## Start Document text
Thursday, April 23, 2015

Testing the vow {for better or worse} during job loss


 
 
The loss of a job can put the vow "for better or worse" to the test.
 
Unemployment rates high on the list, along with death and divorce as one of life's to stress-inducing events. Fortunately, there are plenty of resources and guidance for those coping with their own unemployment. But what about the rest of the family? Unemployment impacts spouses and children too.
 
When my husband was laid off from work recently, I have had an on going wave of all different kinds of emotions. There are times that I have no idea what to say to him. I know that he is stressed beyond belief, that depression is starting to set in, and thoughts of being less of a man for being unemployed at this time. So I have to try and find a way to balance all of that with my own emotions, not to mention with our sons emotions and understanding.
 
A Delicate Balance
 
Unemployment places strain on a marital relationship for obvious reasons. Aside from the financial burden unemployment places on a household, a spouse who continues to work faces her own issues dealing with a displaced, depressed family breadwinner. A wife whose "secondary" job is now a couple's only source of income may suddenly shoulder the burden of paying all the bills. Not only that, but she must also play the role of counselor and cheerleader to a traumatized, demoralized husband.
## End Document text
## Start Records shown
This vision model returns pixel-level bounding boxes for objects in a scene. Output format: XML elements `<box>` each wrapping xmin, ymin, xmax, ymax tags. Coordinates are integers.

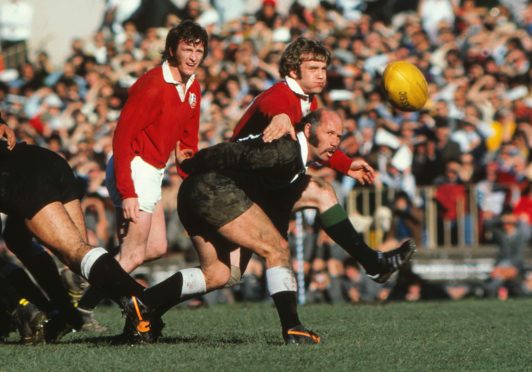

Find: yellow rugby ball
<box><xmin>382</xmin><ymin>61</ymin><xmax>429</xmax><ymax>111</ymax></box>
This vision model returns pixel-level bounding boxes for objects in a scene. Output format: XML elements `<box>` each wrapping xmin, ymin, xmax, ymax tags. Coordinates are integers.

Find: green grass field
<box><xmin>0</xmin><ymin>299</ymin><xmax>532</xmax><ymax>371</ymax></box>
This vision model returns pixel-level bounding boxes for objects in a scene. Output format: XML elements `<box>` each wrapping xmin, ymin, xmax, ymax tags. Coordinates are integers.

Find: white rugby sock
<box><xmin>180</xmin><ymin>268</ymin><xmax>207</xmax><ymax>297</ymax></box>
<box><xmin>80</xmin><ymin>247</ymin><xmax>107</xmax><ymax>280</ymax></box>
<box><xmin>266</xmin><ymin>266</ymin><xmax>297</xmax><ymax>296</ymax></box>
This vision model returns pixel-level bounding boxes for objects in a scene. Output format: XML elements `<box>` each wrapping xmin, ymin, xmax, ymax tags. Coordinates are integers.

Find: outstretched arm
<box><xmin>0</xmin><ymin>117</ymin><xmax>17</xmax><ymax>150</ymax></box>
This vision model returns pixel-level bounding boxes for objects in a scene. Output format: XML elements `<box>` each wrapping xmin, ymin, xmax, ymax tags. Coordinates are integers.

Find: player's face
<box><xmin>173</xmin><ymin>40</ymin><xmax>205</xmax><ymax>80</ymax></box>
<box><xmin>291</xmin><ymin>57</ymin><xmax>327</xmax><ymax>94</ymax></box>
<box><xmin>315</xmin><ymin>111</ymin><xmax>344</xmax><ymax>162</ymax></box>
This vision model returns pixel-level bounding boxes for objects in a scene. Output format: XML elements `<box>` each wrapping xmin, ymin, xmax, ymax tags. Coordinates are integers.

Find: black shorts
<box><xmin>0</xmin><ymin>144</ymin><xmax>83</xmax><ymax>219</ymax></box>
<box><xmin>177</xmin><ymin>172</ymin><xmax>253</xmax><ymax>235</ymax></box>
<box><xmin>178</xmin><ymin>172</ymin><xmax>310</xmax><ymax>238</ymax></box>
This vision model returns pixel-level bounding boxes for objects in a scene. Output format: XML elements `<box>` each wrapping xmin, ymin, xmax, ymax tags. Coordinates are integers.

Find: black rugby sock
<box><xmin>87</xmin><ymin>253</ymin><xmax>144</xmax><ymax>304</ymax></box>
<box><xmin>320</xmin><ymin>204</ymin><xmax>379</xmax><ymax>275</ymax></box>
<box><xmin>78</xmin><ymin>286</ymin><xmax>105</xmax><ymax>311</ymax></box>
<box><xmin>272</xmin><ymin>291</ymin><xmax>301</xmax><ymax>334</ymax></box>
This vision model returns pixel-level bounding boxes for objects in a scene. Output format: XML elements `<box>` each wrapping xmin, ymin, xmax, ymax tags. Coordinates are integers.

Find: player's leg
<box><xmin>25</xmin><ymin>202</ymin><xmax>143</xmax><ymax>302</ymax></box>
<box><xmin>116</xmin><ymin>209</ymin><xmax>152</xmax><ymax>272</ymax></box>
<box><xmin>294</xmin><ymin>177</ymin><xmax>415</xmax><ymax>283</ymax></box>
<box><xmin>4</xmin><ymin>215</ymin><xmax>82</xmax><ymax>329</ymax></box>
<box><xmin>144</xmin><ymin>202</ymin><xmax>168</xmax><ymax>262</ymax></box>
<box><xmin>218</xmin><ymin>204</ymin><xmax>320</xmax><ymax>343</ymax></box>
<box><xmin>61</xmin><ymin>199</ymin><xmax>107</xmax><ymax>332</ymax></box>
<box><xmin>143</xmin><ymin>235</ymin><xmax>231</xmax><ymax>316</ymax></box>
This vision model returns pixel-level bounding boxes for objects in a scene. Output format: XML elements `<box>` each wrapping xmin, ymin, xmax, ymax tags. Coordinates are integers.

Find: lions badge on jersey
<box><xmin>188</xmin><ymin>93</ymin><xmax>198</xmax><ymax>108</ymax></box>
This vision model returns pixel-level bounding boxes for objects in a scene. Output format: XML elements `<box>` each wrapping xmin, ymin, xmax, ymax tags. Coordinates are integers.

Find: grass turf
<box><xmin>0</xmin><ymin>299</ymin><xmax>532</xmax><ymax>371</ymax></box>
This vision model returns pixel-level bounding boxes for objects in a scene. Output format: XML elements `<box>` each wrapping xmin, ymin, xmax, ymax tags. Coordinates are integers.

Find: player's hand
<box><xmin>175</xmin><ymin>141</ymin><xmax>194</xmax><ymax>164</ymax></box>
<box><xmin>122</xmin><ymin>198</ymin><xmax>140</xmax><ymax>223</ymax></box>
<box><xmin>0</xmin><ymin>123</ymin><xmax>17</xmax><ymax>150</ymax></box>
<box><xmin>347</xmin><ymin>159</ymin><xmax>375</xmax><ymax>185</ymax></box>
<box><xmin>262</xmin><ymin>114</ymin><xmax>296</xmax><ymax>143</ymax></box>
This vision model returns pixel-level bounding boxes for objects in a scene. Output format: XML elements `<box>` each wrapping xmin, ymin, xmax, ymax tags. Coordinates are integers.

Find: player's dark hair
<box><xmin>279</xmin><ymin>37</ymin><xmax>331</xmax><ymax>77</ymax></box>
<box><xmin>162</xmin><ymin>20</ymin><xmax>209</xmax><ymax>61</ymax></box>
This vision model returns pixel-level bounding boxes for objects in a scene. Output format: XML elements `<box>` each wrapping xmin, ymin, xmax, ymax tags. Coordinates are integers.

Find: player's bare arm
<box><xmin>347</xmin><ymin>159</ymin><xmax>375</xmax><ymax>185</ymax></box>
<box><xmin>0</xmin><ymin>118</ymin><xmax>17</xmax><ymax>150</ymax></box>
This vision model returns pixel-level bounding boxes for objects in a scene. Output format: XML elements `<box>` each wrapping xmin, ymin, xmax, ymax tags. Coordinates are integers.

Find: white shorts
<box><xmin>105</xmin><ymin>156</ymin><xmax>164</xmax><ymax>213</ymax></box>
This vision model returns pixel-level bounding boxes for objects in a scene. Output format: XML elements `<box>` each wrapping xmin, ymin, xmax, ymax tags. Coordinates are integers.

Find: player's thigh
<box><xmin>119</xmin><ymin>211</ymin><xmax>152</xmax><ymax>251</ymax></box>
<box><xmin>218</xmin><ymin>204</ymin><xmax>289</xmax><ymax>257</ymax></box>
<box><xmin>64</xmin><ymin>199</ymin><xmax>87</xmax><ymax>240</ymax></box>
<box><xmin>147</xmin><ymin>202</ymin><xmax>167</xmax><ymax>251</ymax></box>
<box><xmin>25</xmin><ymin>202</ymin><xmax>91</xmax><ymax>268</ymax></box>
<box><xmin>3</xmin><ymin>214</ymin><xmax>33</xmax><ymax>260</ymax></box>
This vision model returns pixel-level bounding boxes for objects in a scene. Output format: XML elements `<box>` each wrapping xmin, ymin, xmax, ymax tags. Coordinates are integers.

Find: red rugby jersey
<box><xmin>231</xmin><ymin>81</ymin><xmax>352</xmax><ymax>174</ymax></box>
<box><xmin>113</xmin><ymin>66</ymin><xmax>201</xmax><ymax>199</ymax></box>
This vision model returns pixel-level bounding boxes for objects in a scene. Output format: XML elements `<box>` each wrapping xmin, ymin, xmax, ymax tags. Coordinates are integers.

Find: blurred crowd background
<box><xmin>0</xmin><ymin>0</ymin><xmax>532</xmax><ymax>304</ymax></box>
## End Records shown
Job >> Write the next part of the blog post about job loss and marriage, starting after its final sentence. The listing has no connection to the blog post about job loss and marriage.

Task answer >>
 
A woman in this situation walks a fine line between compassionate helpmate and tough-talking coach. If you happen to have a "caretaker" personality, you may have to watch a tendency to give your spouse unspoken permission to stay stuck in self-pity and inaction. Push too hard and you risk coming off as cold and uncaring.
 
Anticipate What's Coming
 
As soon as possible after a job loss, you and your husband should sit down together and strategize not only the job hunt, but ways you can head off (or at least minimize) conflicts that come with unemployment stress.
 
The days ahead aren't going to be easy. Put your heads together to come up with a "plan of attack" - because that's exactly what you'll need to handle the pressures that can undermine a marriage in these tough circumstances.
 
Marriage and Family Survival Plan
 
First, practice an attitude that treats unemployment as a temporary - and manageable - situation. The repeated rejection that goes with a job search is hard, but the odds are that a new job will eventually surface if you both remain focused and deliberate in your quest. Keep a healthy perspective. Be open to what God might be trying to teach you both through this experience.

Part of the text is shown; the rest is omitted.